Top of SOURCE MATERIAL

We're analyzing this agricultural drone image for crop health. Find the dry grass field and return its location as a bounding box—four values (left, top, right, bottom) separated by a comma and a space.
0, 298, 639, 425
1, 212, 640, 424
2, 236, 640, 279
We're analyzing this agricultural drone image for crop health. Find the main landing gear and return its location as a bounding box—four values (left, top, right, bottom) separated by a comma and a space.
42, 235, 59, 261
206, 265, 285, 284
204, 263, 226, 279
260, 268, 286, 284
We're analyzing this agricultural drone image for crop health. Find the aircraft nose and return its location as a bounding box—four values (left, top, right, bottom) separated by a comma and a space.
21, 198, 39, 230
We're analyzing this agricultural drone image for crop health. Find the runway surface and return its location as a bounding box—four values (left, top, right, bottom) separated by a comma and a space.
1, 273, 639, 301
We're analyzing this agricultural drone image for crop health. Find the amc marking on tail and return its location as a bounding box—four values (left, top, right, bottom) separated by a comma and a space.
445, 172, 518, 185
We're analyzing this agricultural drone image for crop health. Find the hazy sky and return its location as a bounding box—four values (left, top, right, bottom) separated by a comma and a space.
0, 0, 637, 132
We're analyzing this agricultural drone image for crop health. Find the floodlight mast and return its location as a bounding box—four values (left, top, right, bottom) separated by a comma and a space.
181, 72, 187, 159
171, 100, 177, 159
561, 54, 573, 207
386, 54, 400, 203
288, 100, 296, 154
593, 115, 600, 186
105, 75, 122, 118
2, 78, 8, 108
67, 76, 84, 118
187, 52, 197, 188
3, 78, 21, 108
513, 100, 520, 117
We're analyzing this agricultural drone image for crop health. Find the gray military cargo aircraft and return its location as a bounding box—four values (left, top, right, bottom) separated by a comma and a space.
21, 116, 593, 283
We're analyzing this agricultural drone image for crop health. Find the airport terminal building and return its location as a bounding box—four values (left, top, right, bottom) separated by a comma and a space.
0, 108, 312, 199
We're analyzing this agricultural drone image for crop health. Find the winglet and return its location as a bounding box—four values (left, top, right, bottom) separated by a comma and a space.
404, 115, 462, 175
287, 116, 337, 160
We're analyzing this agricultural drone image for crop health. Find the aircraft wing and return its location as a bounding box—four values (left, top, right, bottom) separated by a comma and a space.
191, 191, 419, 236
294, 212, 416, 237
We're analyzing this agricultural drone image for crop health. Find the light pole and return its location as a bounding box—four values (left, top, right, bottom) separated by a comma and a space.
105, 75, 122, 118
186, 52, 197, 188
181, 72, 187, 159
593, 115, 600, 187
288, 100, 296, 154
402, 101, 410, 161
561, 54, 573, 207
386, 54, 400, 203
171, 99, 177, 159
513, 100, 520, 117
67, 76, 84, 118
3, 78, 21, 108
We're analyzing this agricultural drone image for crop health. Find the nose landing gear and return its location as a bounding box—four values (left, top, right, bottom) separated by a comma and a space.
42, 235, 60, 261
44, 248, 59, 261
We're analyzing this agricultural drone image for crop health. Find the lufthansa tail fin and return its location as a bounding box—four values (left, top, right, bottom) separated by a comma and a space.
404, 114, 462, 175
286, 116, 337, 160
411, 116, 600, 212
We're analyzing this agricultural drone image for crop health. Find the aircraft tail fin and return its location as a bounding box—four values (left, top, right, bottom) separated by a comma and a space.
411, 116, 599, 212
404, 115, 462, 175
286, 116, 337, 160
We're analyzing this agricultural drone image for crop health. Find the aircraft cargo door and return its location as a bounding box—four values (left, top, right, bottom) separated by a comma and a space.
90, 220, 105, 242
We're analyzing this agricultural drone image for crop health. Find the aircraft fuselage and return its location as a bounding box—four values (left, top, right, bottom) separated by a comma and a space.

Bottom of SOURCE MATERIAL

*WHAT YOU SHOULD DO:* When you copy the material, keep every line exactly as it stands.

*EXPECTED ANSWER:*
We're analyzing this agricultural drone image for crop health. Find the dry grass field and return its location as a bounding box—four values (left, top, right, bottom) separated by a comma and a space.
0, 298, 639, 425
1, 212, 640, 424
2, 236, 640, 279
We're analyzing this agricultural drone image for crop health. Find the main landing gear and return its location as a bounding box—four values (left, top, right, bottom) separated by a comma and a space.
42, 235, 59, 261
206, 265, 285, 284
204, 263, 226, 279
260, 268, 286, 284
We're analyzing this agricultural drone image for crop health. Find the aircraft nose and return its location as a bounding box—four values (left, top, right, bottom) separated by a comma and a space.
21, 198, 39, 230
We're analyzing this agricultural drone image for crop health. Find the runway surface and return its location as a bounding box—four values (left, top, right, bottom) separated by a comma and a space.
1, 273, 639, 301
We're analyzing this agricultural drone image for crop health. Find the amc marking on tail and return its location as a bounding box—four values (left, top, right, bottom) separated by a comma and a space.
445, 172, 518, 185
We're analyzing this agricultural drone image for crop health. Find the hazy sky and return its location as a bounding box—four values (left, top, right, bottom) separated by a comma and a space.
0, 0, 637, 132
We're analyzing this agricultural drone image for crop health. Find the floodlight mast and return its location as a bounding box—four values (left, top, right, bottom) separated by a comma and a space.
181, 72, 187, 159
171, 100, 177, 159
561, 54, 573, 207
386, 54, 400, 203
288, 100, 296, 154
593, 115, 600, 186
105, 75, 122, 118
2, 78, 8, 108
67, 76, 84, 118
187, 52, 197, 188
3, 78, 21, 108
513, 100, 520, 117
We're analyzing this agricultural drone image for crop health. Find the gray military cargo aircraft and return its location as a bounding box—four values (left, top, right, bottom) separated by a comma and a space.
21, 116, 593, 283
We're analyzing this agricultural drone image for crop health. Find the airport terminal building and return its location as a bounding box—four values (left, top, right, bottom) separated by a comma and a space.
0, 108, 312, 199
We're analyzing this agricultural drone image for crop health. Find the winglet and return its location as a bounding box—four values (left, top, right, bottom) separated by a comma and a space.
404, 115, 462, 175
287, 116, 337, 160
We're analyzing this agricultural drone image for crop health. Find the aircraft wing and return its location as a bounding box—four values (left, top, right, bottom) separated by a comma and a space.
191, 191, 419, 236
294, 212, 416, 237
We're analyzing this agricultural drone image for crop health. Find the light pole and return its location as a bounding box—four values (left, top, right, bottom) separated by a comma and a space.
105, 75, 122, 118
186, 52, 197, 188
181, 72, 187, 159
593, 115, 600, 187
288, 100, 296, 154
402, 101, 410, 161
561, 54, 573, 207
386, 54, 400, 203
171, 99, 177, 159
513, 100, 520, 117
67, 76, 84, 118
3, 78, 21, 108
We're analyzing this agricultural drone image for crop health. Find the nose landing gear and return its location as a bounding box—four values (left, top, right, bottom) separated by a comma and a space.
42, 235, 60, 261
44, 248, 59, 261
We're analyzing this agricultural drone image for crop health. Find the lufthansa tail fin and return its location as a bounding box—four values (left, top, right, bottom) separated by a comma and a space.
404, 114, 462, 175
286, 116, 337, 160
411, 116, 600, 212
We're analyzing this agricultural drone image for crop health. Find the aircraft tail fin and return its location as a bounding box—four values (left, top, right, bottom) separated by a comma and a space.
411, 116, 599, 212
404, 115, 462, 175
286, 116, 337, 160
We're analyzing this agricultural drone image for crop health. Find the aircraft cargo door and return its location as a bounding box—four values (left, top, right, bottom) separated by a comma and a space.
90, 220, 105, 242
We're analyzing this agricultural drone image for crop health. Find the aircraft fuselage and return its location as a bounding box—four values (left, top, right, bottom) separated by a comma and a space.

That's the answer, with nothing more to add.